▸ **Enunciado A**: Copie do excerto sobre o acórdão da Relação do Porto o trecho entre "A defesa sustentava" e "exclusão de publicidade.", inclusive, sem alterar nada.
▸ **Enunciado B**: Dê seguimento ao excerto sobre o acórdão da Relação do Porto a partir do ponto em que termina.

▸ **Excerto selecionado**:
A defesa sustentava que estes argumentos tinham suportado a decisão do juiz José Guilhermino Freitas de excluir a publicidade do julgamento e deviam levar igualmente o magistrado a não autorizar a consulta do processo. O advogado de Salvato Trigo insistia que “o dever de informar não é absoluto e irrestrito” e que como o julgamento decorria à porta fechada “jamais poderia ser notícia por parte da comunicação social”.

Sem analisarem a pertinência e os fundamentos invocados para excluir a publicidade do julgamento, dois juízes da Relação do Porto concluíram que um jornalista não pode consultar um processo que se encontra na fase de julgamento, mas com exclusão de publicidade.

No acórdão, assinado pelos juízes desembargadores Élia São Pedro e Pedro Donas Botto, sustenta-se que “depois de proferida decisão sobre a exclusão de publicidade da audiência não é autorizada a narração de qualquer acto processual anterior”. E acrescentam: “Resulta assim da lei que, no presente caso, existe uma proibição de narração dos actos processuais anteriores à audiência de julgamento, ou seja, a requerente [jornalista do PÚBLICO] não pode narrar/divulgar por qualquer meio, qualquer acto processual, pois a lei claramente o impede”.

Na primeira instância, o juiz, que autorizava a consulta do processo, dizia que enquanto a exclusão de publicidade se mantivesse não era “legalmente possível a narração de actos processuais, incluindo a audiência, sendo também, entre o mais, proibida e punida por crime de desobediência a reprodução de peças processuais ou de documentos incorporados no processo, até à sentença de primeira instância”.

Os juízes da Relação sustentam que não podendo o PÚBLICO narrar ou divulgar qualquer acto processual “não existe interesse legítimo em consultar o processo”. “O interesse em consultar apenas para si, sem poder narrar o que consta dos autos, não existe, uma vez que a jornalista detém um interesse funcional que advém do direito/dever de informar o público em geral”, escrevem os desembargadores.

“É a construção de uma opinião pública bem informada, numa sociedade bem ordenada, democrática e plural que justifica a legitimidade da consulta por quem não tem qualquer interesse pessoal no processo”, defendem os dois juízes da Relação. Nunca, no entanto, reflectem sobre a decisão de realizar o julgamento à porta fechada, tomada num despacho oral pelo juiz José Guilhermino Freitas na primeira sessão do julgamento, depois de um requerimento da defesa de Salvato Trigo sustentar que um julgamento público causaria “danos irreparáveis na imagem e no bom-nome” da Universidade Fernando Pessoa, do seu hospital-escola e “de todos os seus alunos e profissionais” que nela “desempenham funções”.

▸ **Dados de expressões referenciais baseados em fotografias**:
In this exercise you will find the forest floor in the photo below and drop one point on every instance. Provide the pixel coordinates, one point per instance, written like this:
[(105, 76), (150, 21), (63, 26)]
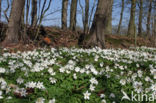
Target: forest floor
[(55, 37)]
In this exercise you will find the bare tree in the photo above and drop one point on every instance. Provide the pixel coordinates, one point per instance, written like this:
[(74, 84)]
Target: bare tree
[(6, 10), (121, 16), (34, 13), (43, 12), (140, 17), (0, 9), (64, 13), (131, 26), (149, 17), (99, 27), (73, 11), (12, 34), (86, 16)]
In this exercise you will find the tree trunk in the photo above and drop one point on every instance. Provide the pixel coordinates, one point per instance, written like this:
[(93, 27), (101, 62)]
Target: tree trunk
[(131, 26), (121, 16), (99, 26), (154, 31), (34, 13), (0, 9), (140, 18), (73, 11), (64, 13), (109, 23), (86, 16), (149, 18), (12, 34)]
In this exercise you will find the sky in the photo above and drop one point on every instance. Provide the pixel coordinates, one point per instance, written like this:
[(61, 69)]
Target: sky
[(55, 18)]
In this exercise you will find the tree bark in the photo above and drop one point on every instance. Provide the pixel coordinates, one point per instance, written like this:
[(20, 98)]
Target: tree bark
[(12, 34), (64, 13), (140, 18), (99, 26), (131, 26), (73, 11), (34, 13), (86, 16), (149, 18), (0, 9), (109, 23), (121, 16)]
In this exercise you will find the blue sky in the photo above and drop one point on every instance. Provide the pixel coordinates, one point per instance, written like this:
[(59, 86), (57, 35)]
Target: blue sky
[(55, 18)]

▸ **Resposta escrita A**:
A defesa sustentava que estes argumentos tinham suportado a decisão do juiz José Guilhermino Freitas de excluir a publicidade do julgamento e deviam levar igualmente o magistrado a não autorizar a consulta do processo. O advogado de Salvato Trigo insistia que “o dever de informar não é absoluto e irrestrito” e que como o julgamento decorria à porta fechada “jamais poderia ser notícia por parte da comunicação social”.

Sem analisarem a pertinência e os fundamentos invocados para excluir a publicidade do julgamento, dois juízes da Relação do Porto concluíram que um jornalista não pode consultar um processo que se encontra na fase de julgamento, mas com exclusão de publicidade.

▸ **Resposta escrita B**:
Na resposta ao recurso apresentado pela defesa de Salvato Trigo, o advogado do PÚBLICO, Francisco Teixeira da Mota, lamentava “a forma clandestina” como este processo estava a decorrer, o que considerava “uma verdadeira afronta aos princípios do Estado de Direito democrático”. Classificava “inegavelmente chocante” que o juiz que está a julgar o caso tenha aceitado um requerimento do arguido a pedir a exclusão da publicidade, “em clara violação de disposições constitucionais e legais”. Considerava, por isso, que o despacho que determinou a exclusão da publicidade não só era inconstitucional, como ilegal e até “inevitavelmente nulo”. Os juízes da Relação nada disseram sobre isso, num acórdão com oito páginas seis das quais transcrevem elementos do processo.

Até ao momento e embora esteja marcada para esta semana a leitura da sentença, o PÚBLICO nunca conseguiu consultar o processo. Apesar de autorizar a consulta, Guilhermino Freitas entendeu que, como o arguido e a Universidade Fernando Pessoa, se opuseram à consulta, a autorização só se concretizaria depois de decorrido o prazo para estes recorrerem. Como Salvato Trigo recorreu, a autorização ficou suspensa até esta decisão da Relação, que vem cancelar a autorização e impedir a consulta.